Brief 1:
Answer these questions using the article on clinical research in India:
(a) Who is the CEO for Quintiles India?
(b) Which body has published ethical guidelines for clinical trials?
(c) Besides drug authority work, what areas of drug development would the proposed single organization incorporate?
Brief 2: The article on clinical research in India lists the investments that Quintiles's move to smaller cities and towns has required. List all of them.
Brief 3: Extend the article on clinical research in India with new text that begins after its final sentence.

Top of Source text

Investigator Shortage the Chief Challenge in India

Part 1 of this series appeared in the Jan. 22, 2008, issue of eCliniqua.

Jan. 28, 2008 | Improvements to the airlines and IT infrastructure in India have allowed international clinical research organization (CRO) Quintiles to migrate from the country’s metropolitan areas to smaller cities and towns where equally competent investigators can be found, says Ferzaan Engineer, CEO for Quintiles India. “We move investigators up the experience ladder by monitoring and mentoring them more intensely than we would in an established center.” This has meant investments in training, on-site study coordinators, development of standard operating procedures, and, in some cases, physical infrastructure such as study rooms and computer facilities.

Oversight of clinical trials by the Drugs Controller General of India is “pretty similar” to that of the U.S. FDA, and staffing has been strengthened to deal with the growing number of applications for carrying out clinical trials in the country, says Engineer. Ethical guidelines have been published by the Indian Council of Medical Research.

The regulatory environment may soon get a complete overhaul. A proposal before the Indian cabinet would move the current, under-financed drug authority into a single, larger organization – modeled after the FDA -- that also incorporates other areas of drug development, such as bioequivalence testing, biotechnology, and genetic research.

Bottom of Source text
Top of Data for review

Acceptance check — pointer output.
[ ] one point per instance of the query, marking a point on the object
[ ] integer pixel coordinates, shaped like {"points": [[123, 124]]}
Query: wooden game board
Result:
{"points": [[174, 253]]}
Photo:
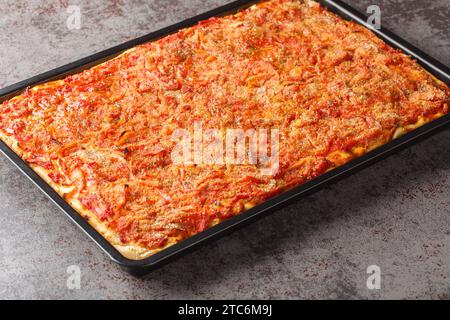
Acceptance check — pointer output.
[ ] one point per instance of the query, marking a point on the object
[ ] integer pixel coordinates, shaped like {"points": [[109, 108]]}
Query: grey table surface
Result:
{"points": [[395, 214]]}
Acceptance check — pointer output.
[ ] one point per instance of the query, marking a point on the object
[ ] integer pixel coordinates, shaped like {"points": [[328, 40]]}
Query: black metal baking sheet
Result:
{"points": [[144, 266]]}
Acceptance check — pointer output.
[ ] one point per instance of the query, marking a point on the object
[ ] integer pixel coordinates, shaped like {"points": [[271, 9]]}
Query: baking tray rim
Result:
{"points": [[139, 267]]}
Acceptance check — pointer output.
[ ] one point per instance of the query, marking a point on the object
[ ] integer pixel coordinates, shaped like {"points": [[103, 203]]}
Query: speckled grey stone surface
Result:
{"points": [[395, 214]]}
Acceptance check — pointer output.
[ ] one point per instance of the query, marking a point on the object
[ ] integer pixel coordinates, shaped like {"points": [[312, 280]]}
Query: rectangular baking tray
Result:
{"points": [[142, 267]]}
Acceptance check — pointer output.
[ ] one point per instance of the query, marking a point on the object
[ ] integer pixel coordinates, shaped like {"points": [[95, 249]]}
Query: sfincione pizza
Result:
{"points": [[103, 138]]}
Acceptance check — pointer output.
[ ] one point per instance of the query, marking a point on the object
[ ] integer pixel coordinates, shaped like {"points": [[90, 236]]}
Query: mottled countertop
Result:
{"points": [[395, 214]]}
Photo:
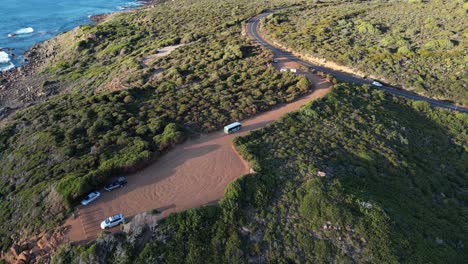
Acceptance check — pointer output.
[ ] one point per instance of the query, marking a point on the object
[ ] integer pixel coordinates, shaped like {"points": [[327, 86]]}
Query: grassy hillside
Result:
{"points": [[56, 151], [420, 45], [359, 176]]}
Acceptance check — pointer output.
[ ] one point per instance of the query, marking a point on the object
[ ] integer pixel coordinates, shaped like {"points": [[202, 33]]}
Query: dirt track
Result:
{"points": [[191, 175]]}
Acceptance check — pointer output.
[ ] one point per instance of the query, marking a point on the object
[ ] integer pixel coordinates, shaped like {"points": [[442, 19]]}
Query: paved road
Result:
{"points": [[252, 30]]}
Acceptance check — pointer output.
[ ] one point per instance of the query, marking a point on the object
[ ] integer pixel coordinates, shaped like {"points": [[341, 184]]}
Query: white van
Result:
{"points": [[234, 127]]}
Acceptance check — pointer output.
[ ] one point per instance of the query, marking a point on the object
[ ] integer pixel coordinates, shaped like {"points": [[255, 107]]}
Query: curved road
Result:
{"points": [[252, 30], [190, 175]]}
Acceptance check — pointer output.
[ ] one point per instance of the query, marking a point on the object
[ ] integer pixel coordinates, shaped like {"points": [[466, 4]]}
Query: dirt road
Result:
{"points": [[191, 175]]}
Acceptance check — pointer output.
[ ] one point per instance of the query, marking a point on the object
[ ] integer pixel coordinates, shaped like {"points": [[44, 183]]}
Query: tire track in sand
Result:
{"points": [[192, 174]]}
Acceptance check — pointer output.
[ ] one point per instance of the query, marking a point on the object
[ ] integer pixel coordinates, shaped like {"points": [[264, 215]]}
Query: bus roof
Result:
{"points": [[232, 125]]}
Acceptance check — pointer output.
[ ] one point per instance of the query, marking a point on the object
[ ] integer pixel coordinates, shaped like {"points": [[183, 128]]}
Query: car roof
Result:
{"points": [[116, 216], [232, 125]]}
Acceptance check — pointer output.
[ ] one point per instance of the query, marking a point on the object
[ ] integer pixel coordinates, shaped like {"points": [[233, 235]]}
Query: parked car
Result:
{"points": [[91, 197], [112, 221], [120, 182]]}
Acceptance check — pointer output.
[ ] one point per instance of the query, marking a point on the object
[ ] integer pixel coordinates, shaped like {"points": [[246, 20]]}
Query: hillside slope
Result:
{"points": [[359, 176], [54, 152]]}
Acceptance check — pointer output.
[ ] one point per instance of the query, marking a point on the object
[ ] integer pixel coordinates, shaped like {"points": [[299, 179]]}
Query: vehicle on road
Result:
{"points": [[90, 197], [234, 127], [112, 221], [119, 183], [376, 83]]}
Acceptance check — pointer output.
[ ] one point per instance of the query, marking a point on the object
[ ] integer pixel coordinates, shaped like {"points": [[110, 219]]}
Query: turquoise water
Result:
{"points": [[24, 23]]}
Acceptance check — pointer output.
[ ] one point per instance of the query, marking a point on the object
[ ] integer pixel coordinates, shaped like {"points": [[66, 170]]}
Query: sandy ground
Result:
{"points": [[191, 175], [162, 52]]}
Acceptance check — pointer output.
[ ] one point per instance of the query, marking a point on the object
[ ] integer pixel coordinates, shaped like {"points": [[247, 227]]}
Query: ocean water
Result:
{"points": [[24, 23]]}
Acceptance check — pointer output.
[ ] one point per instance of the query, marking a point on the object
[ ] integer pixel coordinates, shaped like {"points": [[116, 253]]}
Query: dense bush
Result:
{"points": [[420, 46], [359, 176]]}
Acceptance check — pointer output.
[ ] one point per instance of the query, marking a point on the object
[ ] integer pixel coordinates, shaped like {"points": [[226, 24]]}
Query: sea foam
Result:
{"points": [[4, 58], [22, 31], [5, 63]]}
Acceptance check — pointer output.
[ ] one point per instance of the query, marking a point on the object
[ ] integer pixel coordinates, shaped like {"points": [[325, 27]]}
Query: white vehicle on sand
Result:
{"points": [[112, 221], [376, 83], [91, 197]]}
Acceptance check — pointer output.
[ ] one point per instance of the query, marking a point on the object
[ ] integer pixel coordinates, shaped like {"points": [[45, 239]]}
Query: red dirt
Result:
{"points": [[191, 175]]}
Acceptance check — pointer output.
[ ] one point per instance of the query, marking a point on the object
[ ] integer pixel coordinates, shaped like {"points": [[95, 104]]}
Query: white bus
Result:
{"points": [[234, 127]]}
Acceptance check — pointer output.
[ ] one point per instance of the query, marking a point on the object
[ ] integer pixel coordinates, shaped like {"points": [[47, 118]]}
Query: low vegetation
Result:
{"points": [[359, 176], [420, 45], [53, 153]]}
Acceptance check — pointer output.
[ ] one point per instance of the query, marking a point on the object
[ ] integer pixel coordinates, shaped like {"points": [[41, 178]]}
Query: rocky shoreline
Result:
{"points": [[16, 89]]}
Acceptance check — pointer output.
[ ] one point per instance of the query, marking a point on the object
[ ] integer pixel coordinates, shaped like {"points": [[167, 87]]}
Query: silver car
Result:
{"points": [[91, 197], [112, 221]]}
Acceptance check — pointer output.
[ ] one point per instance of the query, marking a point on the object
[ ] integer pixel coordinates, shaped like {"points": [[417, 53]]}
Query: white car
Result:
{"points": [[91, 197], [112, 221]]}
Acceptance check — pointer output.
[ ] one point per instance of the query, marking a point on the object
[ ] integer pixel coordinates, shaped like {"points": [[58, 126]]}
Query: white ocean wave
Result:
{"points": [[129, 5], [8, 67], [4, 58], [22, 31]]}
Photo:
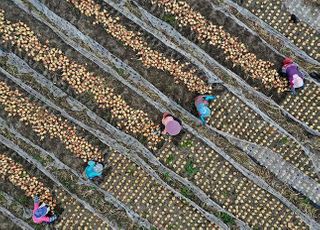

Bottom of Data for review

Exercise answer 1:
(a) Ferzaan Engineer
(b) The Indian Council of Medical Research
(c) Bioequivalence testing, biotechnology, and genetic research

Exercise answer 2:
- Training
- On-site study coordinators
- Development of standard operating procedures
- In some cases, physical infrastructure such as study rooms and computer facilities

Exercise answer 3:
Schedule Y of India’s Drugs and Cosmetics Act of 1940 was amended in 2005 to make it “globally contemporary,” says Utkarsh Palnitkar, a leader in the policy and investment advisory services of Ernst & Young Private Limited in Hyderabad. “The major amendments…have been the removal of phase lag requirements, thereby enabling concurrent participation in global Phase II and Phase III trials. The requirements relating to the setting up of the ethics committee, formats for informed consent, and reporting of serious adverse events are some other significant amendments. The timelines for approval of a clinical trials application have also dramatically improved.”

 

Steve Powell

  Steve Powell
The country still has a few disadvantages, including a shortage of potential employees with higher-level skills and experience in clinical drug development, says Steve Powell, senior vice president of worldwide sales for electronic data capture (EDC) firm Phase Forward. But they quickly grasp EDC and, relative to their Western counterparts, tend be more teachable as well as grateful for the opportunity to be involved in clinical research.

Quintiles was the first international CRO on the scene in 1997, and now employs 964 people across India in clinical research-related work, much of it in the IT-intensive arenas of data management and drug safety monitoring, says Engineer.. Quintiles has also established a pair of ECG cardiac safety labs in Mumbai and Bangalore, a pharmacovigilance and drug safety monitoring unit in Bangalore, and a Quintiles Central Laboratory in Mumbai. “In 10 years, we’ve done 226 clinical trials across therapeutic areas,” says Engineer.

Phase Forward has just created its own Indian subsidiary, Phase Forward Software Services India Private Limited, based in Hyderabad. Since 2000, Phase Forward has supported several hundred hosted clinical trials in the region and has worked with two major partners in the region. But with so many of the top pharmaceutical firms outsourcing their clinical development work to India, coupled with the push among Indian pharmaceutical companies to become international players, Phase Forward believed “the time was right” to expand its commitment to the region, says Powell.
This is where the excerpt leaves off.